MATERIAL FOR THE TASK:
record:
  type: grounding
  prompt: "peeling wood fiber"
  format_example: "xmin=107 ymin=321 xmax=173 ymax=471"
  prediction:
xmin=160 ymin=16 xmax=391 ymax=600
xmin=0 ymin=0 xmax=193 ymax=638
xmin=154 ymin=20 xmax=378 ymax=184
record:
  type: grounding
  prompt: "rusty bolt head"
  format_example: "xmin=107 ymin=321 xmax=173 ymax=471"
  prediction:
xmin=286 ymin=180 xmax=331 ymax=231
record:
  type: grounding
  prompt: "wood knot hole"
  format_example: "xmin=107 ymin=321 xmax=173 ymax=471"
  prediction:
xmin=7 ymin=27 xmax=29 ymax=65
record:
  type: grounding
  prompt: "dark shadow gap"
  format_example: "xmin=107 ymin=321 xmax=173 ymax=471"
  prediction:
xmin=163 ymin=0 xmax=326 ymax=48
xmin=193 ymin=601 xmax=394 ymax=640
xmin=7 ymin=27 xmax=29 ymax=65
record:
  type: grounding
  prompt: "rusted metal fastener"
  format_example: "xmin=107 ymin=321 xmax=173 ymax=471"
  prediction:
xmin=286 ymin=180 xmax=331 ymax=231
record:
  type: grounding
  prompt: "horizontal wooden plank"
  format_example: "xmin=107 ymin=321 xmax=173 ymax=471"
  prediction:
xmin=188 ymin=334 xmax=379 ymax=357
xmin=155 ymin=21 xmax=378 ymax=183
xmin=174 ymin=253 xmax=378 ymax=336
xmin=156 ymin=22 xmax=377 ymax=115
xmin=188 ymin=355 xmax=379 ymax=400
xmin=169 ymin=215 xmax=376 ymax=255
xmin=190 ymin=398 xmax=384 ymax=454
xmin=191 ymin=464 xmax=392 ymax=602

EXERCISE BRIEF:
You are asked to transcribe all of the data above exactly.

ANSWER FOR THIS EXERCISE:
record:
  type: grounding
  prompt: "peeling wood fiber"
  format_example: "xmin=107 ymin=321 xmax=173 ymax=471"
  prediction:
xmin=160 ymin=16 xmax=391 ymax=600
xmin=0 ymin=0 xmax=193 ymax=638
xmin=154 ymin=20 xmax=378 ymax=184
record:
  type: grounding
  prompt: "rusty bolt head"
  format_example: "xmin=107 ymin=321 xmax=173 ymax=471"
  prediction:
xmin=286 ymin=180 xmax=331 ymax=231
record:
  type: grounding
  prompt: "wood knot hole"
  format_example: "xmin=107 ymin=321 xmax=173 ymax=471"
  prediction:
xmin=7 ymin=27 xmax=29 ymax=65
record:
  type: grounding
  prompt: "dark shadow gap"
  format_example: "xmin=107 ymin=321 xmax=173 ymax=471"
  prediction:
xmin=163 ymin=0 xmax=326 ymax=48
xmin=193 ymin=601 xmax=394 ymax=640
xmin=7 ymin=27 xmax=29 ymax=65
record:
  type: grounding
  prompt: "rusted metal fastener"
  format_example: "xmin=107 ymin=321 xmax=173 ymax=471"
  prediction:
xmin=286 ymin=180 xmax=331 ymax=231
record:
  type: grounding
  prompt: "horizontal wooden plank"
  format_example: "xmin=107 ymin=321 xmax=173 ymax=471"
  prediction:
xmin=188 ymin=334 xmax=379 ymax=357
xmin=155 ymin=21 xmax=378 ymax=183
xmin=174 ymin=253 xmax=378 ymax=336
xmin=156 ymin=22 xmax=377 ymax=115
xmin=188 ymin=355 xmax=379 ymax=400
xmin=169 ymin=215 xmax=376 ymax=255
xmin=190 ymin=398 xmax=384 ymax=454
xmin=191 ymin=464 xmax=392 ymax=602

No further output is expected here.